- TASK GOAL: Reproduce exactly the line with "of the lower" and the lines after it. Stop at the last line of the data and include nothing else.

- SUPPLIED MATERIAL:

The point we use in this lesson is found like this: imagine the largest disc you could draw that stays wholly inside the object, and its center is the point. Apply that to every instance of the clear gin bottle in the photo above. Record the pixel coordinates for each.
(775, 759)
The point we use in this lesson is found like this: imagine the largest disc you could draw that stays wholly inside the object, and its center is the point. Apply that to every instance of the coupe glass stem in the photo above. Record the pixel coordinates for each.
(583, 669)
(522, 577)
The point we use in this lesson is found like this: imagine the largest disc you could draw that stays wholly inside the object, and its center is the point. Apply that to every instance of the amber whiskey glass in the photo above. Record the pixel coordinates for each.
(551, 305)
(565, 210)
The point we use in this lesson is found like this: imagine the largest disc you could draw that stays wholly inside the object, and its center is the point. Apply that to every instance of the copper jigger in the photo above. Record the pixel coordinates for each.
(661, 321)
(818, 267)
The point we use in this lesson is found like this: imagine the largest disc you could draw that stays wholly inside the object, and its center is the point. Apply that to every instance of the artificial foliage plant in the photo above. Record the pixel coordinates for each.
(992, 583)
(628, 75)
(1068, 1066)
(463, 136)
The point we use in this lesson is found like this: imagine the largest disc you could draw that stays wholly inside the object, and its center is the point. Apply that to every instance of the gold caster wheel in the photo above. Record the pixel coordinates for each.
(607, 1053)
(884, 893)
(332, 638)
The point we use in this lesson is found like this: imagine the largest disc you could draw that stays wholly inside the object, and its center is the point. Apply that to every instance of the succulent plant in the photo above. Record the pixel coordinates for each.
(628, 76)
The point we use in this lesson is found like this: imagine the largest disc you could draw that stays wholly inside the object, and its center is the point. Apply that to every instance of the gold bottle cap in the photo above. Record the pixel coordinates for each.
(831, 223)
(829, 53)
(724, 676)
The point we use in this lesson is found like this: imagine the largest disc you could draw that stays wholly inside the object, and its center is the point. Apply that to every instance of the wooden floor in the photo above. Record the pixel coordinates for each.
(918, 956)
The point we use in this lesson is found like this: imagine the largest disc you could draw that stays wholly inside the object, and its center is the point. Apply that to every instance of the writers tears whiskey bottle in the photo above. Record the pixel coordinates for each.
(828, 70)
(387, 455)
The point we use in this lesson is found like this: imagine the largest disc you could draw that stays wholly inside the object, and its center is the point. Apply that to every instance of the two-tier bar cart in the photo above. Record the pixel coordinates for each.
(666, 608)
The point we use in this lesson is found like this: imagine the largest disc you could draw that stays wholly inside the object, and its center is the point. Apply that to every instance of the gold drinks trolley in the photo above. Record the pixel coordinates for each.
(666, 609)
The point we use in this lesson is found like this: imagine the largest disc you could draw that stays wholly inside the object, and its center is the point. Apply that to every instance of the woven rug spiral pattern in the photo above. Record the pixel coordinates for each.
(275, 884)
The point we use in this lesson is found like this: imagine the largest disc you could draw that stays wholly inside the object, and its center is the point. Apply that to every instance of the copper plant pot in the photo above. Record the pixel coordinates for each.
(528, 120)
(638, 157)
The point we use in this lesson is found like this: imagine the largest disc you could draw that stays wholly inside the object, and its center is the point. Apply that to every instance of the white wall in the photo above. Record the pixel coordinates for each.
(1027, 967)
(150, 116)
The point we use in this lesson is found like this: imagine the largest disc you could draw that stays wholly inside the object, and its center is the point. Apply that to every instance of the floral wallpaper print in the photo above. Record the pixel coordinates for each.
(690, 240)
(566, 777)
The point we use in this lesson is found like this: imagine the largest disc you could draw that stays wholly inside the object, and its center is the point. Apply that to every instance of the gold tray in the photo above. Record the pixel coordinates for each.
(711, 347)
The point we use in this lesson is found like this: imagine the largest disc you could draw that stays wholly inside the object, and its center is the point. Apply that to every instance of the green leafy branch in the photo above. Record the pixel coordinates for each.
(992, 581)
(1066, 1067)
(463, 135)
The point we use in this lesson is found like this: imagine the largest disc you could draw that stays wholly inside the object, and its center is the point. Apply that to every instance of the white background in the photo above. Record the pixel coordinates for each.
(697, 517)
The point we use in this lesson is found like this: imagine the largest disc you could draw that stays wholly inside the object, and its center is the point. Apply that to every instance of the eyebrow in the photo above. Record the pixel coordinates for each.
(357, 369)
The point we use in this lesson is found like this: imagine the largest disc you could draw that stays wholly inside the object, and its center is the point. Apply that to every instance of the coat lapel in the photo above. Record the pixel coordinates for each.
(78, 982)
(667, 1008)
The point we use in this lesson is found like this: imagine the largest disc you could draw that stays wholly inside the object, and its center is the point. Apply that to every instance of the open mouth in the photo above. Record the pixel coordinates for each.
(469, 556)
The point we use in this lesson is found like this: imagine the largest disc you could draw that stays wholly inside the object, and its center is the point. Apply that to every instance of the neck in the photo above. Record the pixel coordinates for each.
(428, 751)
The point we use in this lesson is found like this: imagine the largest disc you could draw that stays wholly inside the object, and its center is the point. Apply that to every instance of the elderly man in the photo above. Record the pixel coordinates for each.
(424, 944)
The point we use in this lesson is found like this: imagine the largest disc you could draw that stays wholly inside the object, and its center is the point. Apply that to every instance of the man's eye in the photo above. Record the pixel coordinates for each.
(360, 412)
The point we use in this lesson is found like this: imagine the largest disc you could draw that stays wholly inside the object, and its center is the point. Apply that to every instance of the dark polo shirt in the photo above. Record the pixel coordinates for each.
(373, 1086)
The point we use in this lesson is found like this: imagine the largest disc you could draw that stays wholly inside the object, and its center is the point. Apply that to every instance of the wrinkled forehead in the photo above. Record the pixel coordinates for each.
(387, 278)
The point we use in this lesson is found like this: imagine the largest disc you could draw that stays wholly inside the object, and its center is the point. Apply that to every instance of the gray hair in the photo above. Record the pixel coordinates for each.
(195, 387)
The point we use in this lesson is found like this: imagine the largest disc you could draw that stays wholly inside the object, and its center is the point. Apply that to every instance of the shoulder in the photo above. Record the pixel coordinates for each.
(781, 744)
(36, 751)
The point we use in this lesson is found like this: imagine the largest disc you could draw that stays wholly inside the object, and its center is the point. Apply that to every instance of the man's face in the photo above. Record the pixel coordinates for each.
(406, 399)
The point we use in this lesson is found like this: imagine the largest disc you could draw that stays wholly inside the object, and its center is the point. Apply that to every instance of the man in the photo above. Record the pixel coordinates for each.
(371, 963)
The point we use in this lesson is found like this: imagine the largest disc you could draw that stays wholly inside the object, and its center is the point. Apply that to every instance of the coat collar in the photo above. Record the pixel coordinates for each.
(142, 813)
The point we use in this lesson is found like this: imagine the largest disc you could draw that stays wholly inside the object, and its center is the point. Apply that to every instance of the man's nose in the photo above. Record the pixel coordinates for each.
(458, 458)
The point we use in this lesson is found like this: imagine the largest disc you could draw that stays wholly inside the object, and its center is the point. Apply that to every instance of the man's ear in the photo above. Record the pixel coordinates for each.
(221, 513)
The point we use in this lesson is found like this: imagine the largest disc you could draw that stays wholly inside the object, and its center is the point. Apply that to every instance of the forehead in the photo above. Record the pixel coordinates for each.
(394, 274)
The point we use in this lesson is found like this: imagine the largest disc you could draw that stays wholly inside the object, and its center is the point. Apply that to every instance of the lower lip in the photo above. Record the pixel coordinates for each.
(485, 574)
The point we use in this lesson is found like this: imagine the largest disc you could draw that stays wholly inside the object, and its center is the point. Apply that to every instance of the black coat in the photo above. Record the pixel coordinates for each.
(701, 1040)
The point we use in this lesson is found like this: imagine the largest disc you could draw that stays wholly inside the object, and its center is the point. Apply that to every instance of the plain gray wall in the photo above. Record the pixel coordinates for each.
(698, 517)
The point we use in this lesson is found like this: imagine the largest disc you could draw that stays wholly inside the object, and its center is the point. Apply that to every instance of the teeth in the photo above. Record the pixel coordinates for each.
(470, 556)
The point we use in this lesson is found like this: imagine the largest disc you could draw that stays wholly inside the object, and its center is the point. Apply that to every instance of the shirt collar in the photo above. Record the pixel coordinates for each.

- TASK RESPONSE:
The point we use in this lesson is found like this: imagine the largest disc you could draw that stays wholly inside the object, and its center is the point. Apply that to every instance of the lower lip in the photo above. Record the pixel coordinates for each.
(485, 574)
The point we use in this lesson is found like this: imagine the largest disc you could draw that stays wholly inside the object, and its center is the point. Apply that to every instance of the black coat in the photo above. Record the pixel coordinates for each.
(701, 1040)
The point we use in this lesson is found like this: imagine the largest disc you could draw that stays wholly inside the object, and its center is the point. Apply that to every instance of the plain gray wall in the photo above. Record the pixel coordinates for each.
(698, 517)
The point we use in this lesson is found like this: imagine the largest disc you could draw that stays wholly inside the object, and its center is the point. Apply that to every instance of the teeth in the photo above. Record the pixel coordinates for each.
(470, 556)
The point we use in this lesson is found like this: imagine the largest disc you could draw that stays wholly inside the object, and its center is the point. Apply that to every instance of the shirt collar in the photo above. Record the pixel coordinates for each.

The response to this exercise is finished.